> Written exercise: Print the line that contains "Mark every instance of the metal" and every line after it through the last line of the records below, exactly as written and nothing else.

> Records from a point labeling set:
============
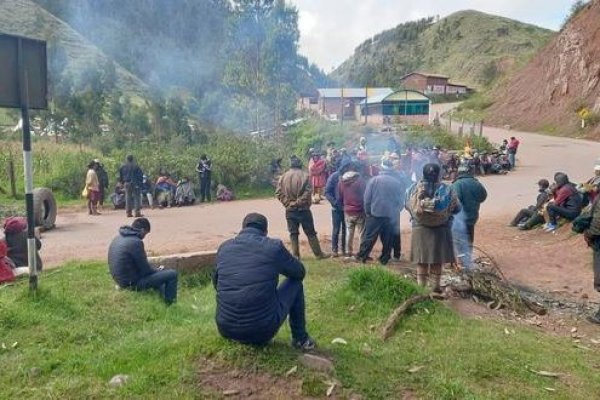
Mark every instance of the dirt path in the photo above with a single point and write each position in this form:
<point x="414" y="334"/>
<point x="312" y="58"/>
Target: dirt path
<point x="546" y="261"/>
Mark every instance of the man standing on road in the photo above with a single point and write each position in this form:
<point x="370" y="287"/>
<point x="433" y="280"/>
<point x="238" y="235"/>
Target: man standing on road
<point x="103" y="180"/>
<point x="251" y="307"/>
<point x="471" y="193"/>
<point x="511" y="149"/>
<point x="337" y="212"/>
<point x="383" y="200"/>
<point x="204" y="169"/>
<point x="131" y="175"/>
<point x="294" y="192"/>
<point x="129" y="264"/>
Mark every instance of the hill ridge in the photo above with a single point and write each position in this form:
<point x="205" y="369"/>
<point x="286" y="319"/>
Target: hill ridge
<point x="80" y="52"/>
<point x="471" y="46"/>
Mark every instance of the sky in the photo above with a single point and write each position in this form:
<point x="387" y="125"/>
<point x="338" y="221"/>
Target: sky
<point x="331" y="29"/>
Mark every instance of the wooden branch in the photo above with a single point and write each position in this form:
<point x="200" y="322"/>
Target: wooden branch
<point x="388" y="328"/>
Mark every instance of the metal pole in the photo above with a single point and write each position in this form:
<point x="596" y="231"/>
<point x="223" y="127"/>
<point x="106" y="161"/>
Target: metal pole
<point x="366" y="104"/>
<point x="28" y="166"/>
<point x="342" y="114"/>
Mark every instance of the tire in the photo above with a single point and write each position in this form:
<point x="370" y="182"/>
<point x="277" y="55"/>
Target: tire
<point x="44" y="208"/>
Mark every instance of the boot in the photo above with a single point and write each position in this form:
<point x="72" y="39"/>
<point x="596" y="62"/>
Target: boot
<point x="422" y="275"/>
<point x="316" y="248"/>
<point x="435" y="277"/>
<point x="295" y="246"/>
<point x="594" y="318"/>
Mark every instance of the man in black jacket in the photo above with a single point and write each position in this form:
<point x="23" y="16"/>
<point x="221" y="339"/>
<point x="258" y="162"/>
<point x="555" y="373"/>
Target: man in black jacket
<point x="251" y="307"/>
<point x="129" y="264"/>
<point x="131" y="175"/>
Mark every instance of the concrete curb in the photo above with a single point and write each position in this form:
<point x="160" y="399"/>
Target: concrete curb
<point x="187" y="262"/>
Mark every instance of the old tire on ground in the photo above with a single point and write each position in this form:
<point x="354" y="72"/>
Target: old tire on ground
<point x="44" y="208"/>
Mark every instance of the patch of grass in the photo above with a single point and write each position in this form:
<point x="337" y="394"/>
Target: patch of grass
<point x="79" y="331"/>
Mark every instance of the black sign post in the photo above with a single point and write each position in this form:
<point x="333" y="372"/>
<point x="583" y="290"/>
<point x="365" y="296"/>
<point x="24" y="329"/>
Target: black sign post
<point x="23" y="85"/>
============
> Correct output:
Mark every instance of the metal pole in the photo above with a single point and write each position in this form:
<point x="596" y="231"/>
<point x="223" y="127"/>
<point x="106" y="161"/>
Target: metal pole
<point x="366" y="104"/>
<point x="28" y="166"/>
<point x="342" y="114"/>
Mark every instance of the tire in the photo above with a single point and write each position in this form:
<point x="370" y="182"/>
<point x="277" y="55"/>
Target: tire
<point x="44" y="208"/>
Mark every instance of the boot in the photo above with a single point and write each position in this form:
<point x="72" y="39"/>
<point x="596" y="62"/>
Target: boot
<point x="422" y="275"/>
<point x="316" y="248"/>
<point x="435" y="277"/>
<point x="295" y="246"/>
<point x="594" y="318"/>
Mark every instance of the man in black jacket in the photo above with a single point and write each position in this form:
<point x="23" y="16"/>
<point x="221" y="339"/>
<point x="258" y="162"/>
<point x="555" y="373"/>
Target: man in black jacket
<point x="251" y="307"/>
<point x="129" y="264"/>
<point x="131" y="175"/>
Mark every instance of the concrete curb in the photo above with a single point and write each position in this form:
<point x="160" y="399"/>
Target: concrete curb
<point x="187" y="262"/>
Mark every instance of the old tire on ground in the photo above with a single point and write each position in this form:
<point x="354" y="72"/>
Target: old tire on ground
<point x="44" y="208"/>
Mark every instance of the patch of grass in the photo above with a single point and write each position in this form:
<point x="337" y="394"/>
Target: patch of grass
<point x="79" y="331"/>
Mark every instance of the black sign post in the photo above with a single point and write each position in this form:
<point x="333" y="372"/>
<point x="583" y="290"/>
<point x="365" y="296"/>
<point x="24" y="329"/>
Target: black sign post
<point x="23" y="85"/>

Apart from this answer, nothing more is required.